> _AIM_:
Quote the PR105818 note, starting at "Firstly, the inconsistent" and ending at "optimize_size is true.".

> _EXTRACTED TEXT_:
For PR105818, the reason why the flag changs is that:

Firstly, the inconsistent flag is OPTION_MASK_SAVE_TOC_INDIRECT bit
of rs6000_isa_flags_explicit, it's set as below:

/* If we can shrink-wrap the TOC register save separately, then use
   -msave-toc-indirect unless explicitly disabled.  */
if ((rs6000_isa_flags_explicit & OPTION_MASK_SAVE_TOC_INDIRECT) == 0
    && flag_shrink_wrap_separate
    && optimize_function_for_speed_p (cfun))
  rs6000_isa_flags |= OPTION_MASK_SAVE_TOC_INDIRECT;

Initially, rs6000 initialize target_option_default_node with
OPTION_MASK_SAVE_TOC_INDIRECT unset, at that time cfun is NULL
and optimize_size is true.

> _GIVEN INFORMATION_:
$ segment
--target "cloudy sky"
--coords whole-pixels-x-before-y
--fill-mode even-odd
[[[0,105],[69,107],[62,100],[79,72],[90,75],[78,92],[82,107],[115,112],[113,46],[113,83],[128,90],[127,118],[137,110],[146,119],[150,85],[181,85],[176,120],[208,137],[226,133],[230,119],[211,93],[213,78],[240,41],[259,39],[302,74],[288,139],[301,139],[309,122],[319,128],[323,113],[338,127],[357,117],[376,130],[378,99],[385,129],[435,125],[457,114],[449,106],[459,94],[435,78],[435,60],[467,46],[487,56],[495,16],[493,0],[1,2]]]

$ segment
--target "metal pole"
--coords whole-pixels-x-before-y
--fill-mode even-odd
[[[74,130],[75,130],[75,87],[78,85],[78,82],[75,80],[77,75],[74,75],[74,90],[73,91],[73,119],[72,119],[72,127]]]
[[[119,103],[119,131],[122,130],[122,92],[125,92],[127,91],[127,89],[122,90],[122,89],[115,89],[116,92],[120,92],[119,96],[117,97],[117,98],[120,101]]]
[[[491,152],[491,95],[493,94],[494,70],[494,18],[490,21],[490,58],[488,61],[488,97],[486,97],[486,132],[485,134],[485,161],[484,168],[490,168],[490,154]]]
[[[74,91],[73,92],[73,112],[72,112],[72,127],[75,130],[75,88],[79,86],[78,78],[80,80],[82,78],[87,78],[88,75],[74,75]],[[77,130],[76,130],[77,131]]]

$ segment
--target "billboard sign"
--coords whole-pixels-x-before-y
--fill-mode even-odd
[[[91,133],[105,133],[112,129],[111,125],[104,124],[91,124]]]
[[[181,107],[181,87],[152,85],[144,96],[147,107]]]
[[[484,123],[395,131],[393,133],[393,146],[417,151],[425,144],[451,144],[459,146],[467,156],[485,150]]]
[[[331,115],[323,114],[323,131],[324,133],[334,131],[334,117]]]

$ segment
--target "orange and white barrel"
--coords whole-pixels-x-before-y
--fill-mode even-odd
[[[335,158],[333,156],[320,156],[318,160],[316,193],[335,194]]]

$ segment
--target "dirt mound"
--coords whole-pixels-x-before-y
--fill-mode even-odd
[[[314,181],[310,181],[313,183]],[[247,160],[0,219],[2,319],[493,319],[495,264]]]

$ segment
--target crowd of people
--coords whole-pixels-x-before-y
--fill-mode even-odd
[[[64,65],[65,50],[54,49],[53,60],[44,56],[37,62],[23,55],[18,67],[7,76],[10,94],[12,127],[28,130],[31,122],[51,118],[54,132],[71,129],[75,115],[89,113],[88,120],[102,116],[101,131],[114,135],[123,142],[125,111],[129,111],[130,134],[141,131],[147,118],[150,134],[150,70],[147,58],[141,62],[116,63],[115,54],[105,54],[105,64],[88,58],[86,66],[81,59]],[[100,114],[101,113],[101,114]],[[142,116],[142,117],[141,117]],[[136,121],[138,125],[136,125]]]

> _OUTPUT OF THE EXERCISE_:
Firstly, the inconsistent flag is OPTION_MASK_SAVE_TOC_INDIRECT bit
of rs6000_isa_flags_explicit, it's set as below:

/* If we can shrink-wrap the TOC register save separately, then use
   -msave-toc-indirect unless explicitly disabled.  */
if ((rs6000_isa_flags_explicit & OPTION_MASK_SAVE_TOC_INDIRECT) == 0
    && flag_shrink_wrap_separate
    && optimize_function_for_speed_p (cfun))
  rs6000_isa_flags |= OPTION_MASK_SAVE_TOC_INDIRECT;

Initially, rs6000 initialize target_option_default_node with
OPTION_MASK_SAVE_TOC_INDIRECT unset, at that time cfun is NULL
and optimize_size is true.